§ **INSTRUCTIONS TO FOLLOW**
Reproduce the listing below character for character; drop every image.

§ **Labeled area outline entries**
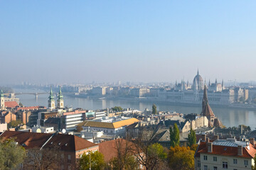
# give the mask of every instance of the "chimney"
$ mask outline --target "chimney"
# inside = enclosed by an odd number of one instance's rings
[[[250,143],[251,144],[252,144],[253,147],[255,146],[255,139],[254,139],[254,137],[250,137]]]
[[[206,141],[206,134],[202,135],[202,140],[203,140],[203,141]]]
[[[238,146],[238,155],[242,155],[242,146]]]
[[[208,143],[210,142],[210,138],[209,137],[206,137],[206,143]]]
[[[241,132],[240,132],[240,133],[241,133],[241,135],[242,135],[242,125],[240,125],[240,130],[241,130]]]
[[[218,140],[219,137],[218,135],[214,135],[214,138],[215,138],[215,140]]]
[[[213,143],[212,142],[207,143],[207,151],[208,151],[208,152],[213,152]]]

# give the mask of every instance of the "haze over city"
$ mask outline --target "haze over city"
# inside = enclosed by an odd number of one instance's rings
[[[256,2],[196,1],[1,1],[1,84],[255,80]]]

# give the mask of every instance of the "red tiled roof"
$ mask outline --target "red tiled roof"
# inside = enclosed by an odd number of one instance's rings
[[[242,155],[238,155],[237,147],[227,147],[220,145],[213,145],[213,152],[208,152],[206,142],[201,142],[197,152],[195,154],[196,157],[199,157],[201,153],[207,153],[210,154],[217,154],[223,156],[238,157],[244,158],[253,158],[256,154],[256,149],[250,144],[250,149],[247,147],[242,147]]]
[[[34,110],[34,109],[39,109],[39,106],[30,106],[30,107],[21,107],[21,108],[17,108],[17,110]],[[43,108],[46,108],[46,107],[43,107]]]
[[[23,145],[25,149],[29,149],[41,147],[51,135],[52,134],[49,133],[32,133],[6,130],[2,133],[0,137],[3,137],[4,140],[14,138],[20,145]]]
[[[14,138],[19,144],[25,144],[25,149],[41,147],[48,140],[44,147],[58,144],[65,151],[75,152],[97,146],[79,137],[64,134],[5,131],[0,137],[3,137],[4,140]]]
[[[59,145],[62,150],[73,152],[97,146],[96,144],[81,137],[64,134],[55,135],[46,144],[46,147],[50,147],[52,144]]]
[[[18,106],[16,101],[5,101],[4,105],[6,108],[15,108],[16,106]]]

§ **CORRECT ANSWER**
# give the mask of every instance of the "chimney"
$ mask outline --target "chimney"
# inside = enclosed by an odd number of one instance's rings
[[[250,143],[251,144],[252,144],[253,147],[255,146],[255,139],[254,139],[254,137],[250,137]]]
[[[206,141],[206,134],[202,135],[202,140],[203,140],[203,141]]]
[[[238,146],[238,155],[242,155],[242,146]]]
[[[208,143],[210,142],[210,138],[209,137],[206,137],[206,143]]]
[[[241,132],[240,132],[240,133],[241,133],[241,135],[242,135],[242,125],[240,125],[240,130],[241,130]]]
[[[218,140],[219,137],[218,135],[214,135],[214,138],[215,138],[215,140]]]
[[[213,143],[212,142],[207,143],[207,151],[208,151],[208,152],[213,152]]]

# give the mask of every instance of the "haze over city"
$ mask outline --target "haze over city"
# inside = enclosed by an odd number of one instance's rings
[[[256,2],[196,1],[1,1],[1,84],[255,80]]]

# give the mask of every instance of the "red tiled roof"
$ mask outline --target "red tiled roof"
# inside = enclosed by an odd number of one instance's rings
[[[242,155],[238,155],[237,147],[227,147],[220,145],[213,145],[213,152],[208,152],[206,142],[201,142],[197,152],[195,154],[196,157],[199,157],[201,153],[207,153],[210,154],[217,154],[223,156],[238,157],[244,158],[253,158],[256,154],[256,149],[250,144],[250,149],[247,147],[242,147]]]
[[[34,110],[34,109],[39,109],[39,106],[30,106],[30,107],[21,107],[21,108],[17,108],[17,110]],[[43,108],[46,108],[46,107],[43,107]]]
[[[23,145],[25,149],[29,149],[41,147],[51,135],[52,134],[49,133],[32,133],[6,130],[2,133],[0,137],[3,137],[4,140],[14,138],[20,145]]]
[[[14,138],[19,144],[25,144],[25,149],[41,147],[48,140],[44,147],[58,144],[65,151],[75,152],[97,146],[79,137],[64,134],[5,131],[0,137],[3,137],[4,140]]]
[[[59,145],[62,150],[73,152],[97,146],[96,144],[81,137],[64,134],[55,135],[46,144],[46,147],[50,147],[52,144]]]
[[[18,106],[16,101],[5,101],[4,105],[6,108],[15,108],[16,106]]]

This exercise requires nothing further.